__TASK PROMPT__: Retype the data below without altering anything.
** START OF LISTED ENTRIES **
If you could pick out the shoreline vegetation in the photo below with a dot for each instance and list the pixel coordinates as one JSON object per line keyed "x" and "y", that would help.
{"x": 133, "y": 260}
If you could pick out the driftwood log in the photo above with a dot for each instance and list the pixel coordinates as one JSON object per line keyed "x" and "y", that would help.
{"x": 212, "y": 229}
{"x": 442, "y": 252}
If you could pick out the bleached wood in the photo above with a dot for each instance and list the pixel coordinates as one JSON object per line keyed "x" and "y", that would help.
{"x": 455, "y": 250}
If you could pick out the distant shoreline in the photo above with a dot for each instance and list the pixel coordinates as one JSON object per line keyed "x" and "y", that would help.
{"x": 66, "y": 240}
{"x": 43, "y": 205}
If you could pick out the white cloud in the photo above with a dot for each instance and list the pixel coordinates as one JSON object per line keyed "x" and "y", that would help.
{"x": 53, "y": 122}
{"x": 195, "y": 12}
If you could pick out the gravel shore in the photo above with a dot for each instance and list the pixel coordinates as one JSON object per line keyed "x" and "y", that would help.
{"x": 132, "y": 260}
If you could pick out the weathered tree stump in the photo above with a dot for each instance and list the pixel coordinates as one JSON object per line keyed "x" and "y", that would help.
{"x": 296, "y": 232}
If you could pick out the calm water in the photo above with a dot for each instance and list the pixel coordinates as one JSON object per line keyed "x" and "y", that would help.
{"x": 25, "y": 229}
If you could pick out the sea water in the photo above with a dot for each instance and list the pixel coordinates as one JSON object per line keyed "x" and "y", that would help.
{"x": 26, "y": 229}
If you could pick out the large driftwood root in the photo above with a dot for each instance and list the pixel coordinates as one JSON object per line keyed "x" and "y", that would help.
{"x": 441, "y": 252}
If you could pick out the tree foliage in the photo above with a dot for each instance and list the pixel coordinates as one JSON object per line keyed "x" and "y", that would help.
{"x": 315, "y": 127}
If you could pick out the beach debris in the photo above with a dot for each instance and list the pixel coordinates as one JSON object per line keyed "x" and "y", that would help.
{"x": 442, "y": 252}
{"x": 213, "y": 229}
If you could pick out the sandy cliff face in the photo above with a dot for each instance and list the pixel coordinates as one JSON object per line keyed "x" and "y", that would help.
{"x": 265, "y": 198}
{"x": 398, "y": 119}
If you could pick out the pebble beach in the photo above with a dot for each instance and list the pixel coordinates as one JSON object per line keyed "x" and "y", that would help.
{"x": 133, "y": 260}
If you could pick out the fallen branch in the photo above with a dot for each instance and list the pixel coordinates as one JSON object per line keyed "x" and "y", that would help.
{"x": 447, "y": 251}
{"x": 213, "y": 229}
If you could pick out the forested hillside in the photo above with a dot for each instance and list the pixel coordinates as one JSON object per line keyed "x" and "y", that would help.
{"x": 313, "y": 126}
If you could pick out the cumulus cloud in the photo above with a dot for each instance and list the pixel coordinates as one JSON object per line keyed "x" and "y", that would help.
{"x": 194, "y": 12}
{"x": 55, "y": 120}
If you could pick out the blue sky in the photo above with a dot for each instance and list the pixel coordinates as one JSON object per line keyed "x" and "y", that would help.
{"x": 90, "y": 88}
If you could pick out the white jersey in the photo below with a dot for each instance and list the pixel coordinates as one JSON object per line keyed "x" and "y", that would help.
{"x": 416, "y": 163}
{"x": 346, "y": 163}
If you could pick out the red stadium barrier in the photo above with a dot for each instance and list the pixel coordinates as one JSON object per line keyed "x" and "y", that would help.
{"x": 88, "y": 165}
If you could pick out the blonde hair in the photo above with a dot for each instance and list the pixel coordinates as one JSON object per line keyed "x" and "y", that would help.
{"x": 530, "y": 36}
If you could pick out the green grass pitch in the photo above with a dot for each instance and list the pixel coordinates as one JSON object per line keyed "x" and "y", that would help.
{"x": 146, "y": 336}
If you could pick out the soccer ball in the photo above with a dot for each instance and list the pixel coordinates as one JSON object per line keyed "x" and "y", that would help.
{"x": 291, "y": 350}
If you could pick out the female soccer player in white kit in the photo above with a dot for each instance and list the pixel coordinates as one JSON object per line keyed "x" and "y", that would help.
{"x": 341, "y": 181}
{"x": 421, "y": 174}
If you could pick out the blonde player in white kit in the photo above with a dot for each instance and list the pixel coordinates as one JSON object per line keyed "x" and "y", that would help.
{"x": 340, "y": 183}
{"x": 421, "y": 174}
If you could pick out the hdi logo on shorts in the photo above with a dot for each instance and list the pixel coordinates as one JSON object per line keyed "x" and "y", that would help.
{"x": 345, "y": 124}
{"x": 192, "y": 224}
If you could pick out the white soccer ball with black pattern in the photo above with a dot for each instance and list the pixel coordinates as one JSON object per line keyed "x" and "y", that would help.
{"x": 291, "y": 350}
** END OF LISTED ENTRIES **
__SOLUTION BELOW__:
If you could pick out the shoreline vegetation in the photo below with a dot for each instance and list the pixel coordinates as one JSON object per line keyed "x" and "y", that would help.
{"x": 133, "y": 260}
If you could pick out the driftwood log in the photo above with a dot for each instance and list the pixel coordinates as one JSON object per line keyed "x" and "y", that would help.
{"x": 212, "y": 229}
{"x": 442, "y": 252}
If you could pick out the bleached wood in the photo above with a dot for each instance and list the pixel coordinates as one JSON object per line keyed "x" and "y", that would help.
{"x": 455, "y": 250}
If you could pick out the distant shoreline in the photo above with a dot for each instance and list the pixel coordinates as one JSON object per line keyed "x" and "y", that would help.
{"x": 66, "y": 240}
{"x": 43, "y": 205}
If you could pick out the white cloud in the photo above with a dot for each instance and list the pixel coordinates as one JSON object per line keyed "x" and "y", that would help.
{"x": 53, "y": 122}
{"x": 195, "y": 12}
If you could pick out the gravel shore in the photo above with a dot for each instance and list the pixel coordinates as one JSON object per line keyed "x" and "y", that would help.
{"x": 132, "y": 260}
If you could pick out the weathered tree stump in the photo above with a dot for each instance and list the pixel coordinates as one JSON object per line keyed "x" and "y", that would help.
{"x": 296, "y": 232}
If you could pick out the calm water in the photo above with a dot for each instance and list the pixel coordinates as one JSON object per line keyed "x" and "y", that would help.
{"x": 25, "y": 229}
If you could pick out the sea water in the photo above with a dot for each instance and list the pixel coordinates as one JSON object per line keyed "x" and "y", that would help.
{"x": 26, "y": 229}
If you could pick out the large driftwood root in the photo above with a dot for each instance and list the pixel coordinates as one JSON object per line keyed "x" and "y", that would help.
{"x": 441, "y": 252}
If you could pick out the tree foliage in the photo above with a dot for each instance and list the pixel coordinates as one JSON object per line keyed "x" and "y", that would help.
{"x": 315, "y": 127}
If you could pick out the beach debris in the photo above with a dot for each instance and list the pixel coordinates as one JSON object per line keyed "x" and "y", that would help.
{"x": 442, "y": 252}
{"x": 213, "y": 229}
If you could pick out the sandy cliff face in the photo above with a dot for each instance and list the pixel coordinates as one JSON object per line keyed "x" and "y", that would help.
{"x": 265, "y": 198}
{"x": 398, "y": 119}
If you could pick out the pebble beach in the photo above with a dot for each instance and list the pixel coordinates as one JSON object per line keyed "x" and "y", that would help.
{"x": 133, "y": 260}
If you could pick out the fallen branch in the photo above with a dot for each instance and list the pixel coordinates as one JSON object per line keyed "x" and "y", that would help.
{"x": 447, "y": 251}
{"x": 213, "y": 229}
If you could pick out the forested hillside in the photo above with a dot for each instance and list the pixel coordinates as one JSON object per line keyed "x" and "y", that would help.
{"x": 313, "y": 126}
If you could pick out the cumulus cloud in the photo above with a dot for each instance and list the pixel coordinates as one JSON object per line keyed "x" and "y", that would help.
{"x": 194, "y": 12}
{"x": 55, "y": 120}
If you could pick out the blue sky in the photo above with a dot for each instance and list the pixel coordinates as one JSON object per line keyed "x" and "y", that would help.
{"x": 90, "y": 88}
If you could pick out the white jersey in the photo below with a dot for each instance and list the pixel coordinates as one JSON object per line keyed "x" and "y", that would help.
{"x": 416, "y": 163}
{"x": 346, "y": 163}
If you could pick out the red stadium barrier in the photo above with a dot for each instance and list the pixel coordinates as one JSON object per line keyed "x" and "y", that would help.
{"x": 88, "y": 165}
If you could pick out the blonde hair in the photo above with a dot for each instance and list the pixel coordinates as one JSON object per line keyed "x" and "y", that would help.
{"x": 530, "y": 36}
If you could pick out the green grass pitch in the photo above with a dot for each instance and list the pixel coordinates as one JSON object per line keyed "x" and "y", that would help.
{"x": 146, "y": 336}
If you could pick out the soccer ball in the photo above with a dot for each instance and list the pixel coordinates as one JSON object per line keyed "x" and "y", that would help.
{"x": 291, "y": 350}
If you could pick out the female soccer player in white kit in the photo above with a dot for each instance and list the pixel coordinates as one JSON object per line keyed "x" and "y", that would help.
{"x": 341, "y": 181}
{"x": 421, "y": 174}
If you could pick out the blonde player in white kit in the photo above with a dot for each instance and list the pixel coordinates as one JSON object per line keyed "x" and "y", that would help.
{"x": 340, "y": 183}
{"x": 421, "y": 174}
If you could pick out the hdi logo on shorts in the photo above with a dot for each instance and list the pixel coordinates as one JSON object per line keyed "x" and "y", that would help.
{"x": 345, "y": 124}
{"x": 192, "y": 224}
If you could pick out the white soccer ball with black pattern in the photo above with a dot for each instance and list the pixel coordinates as one JSON object per line keyed "x" and "y", that would help.
{"x": 291, "y": 350}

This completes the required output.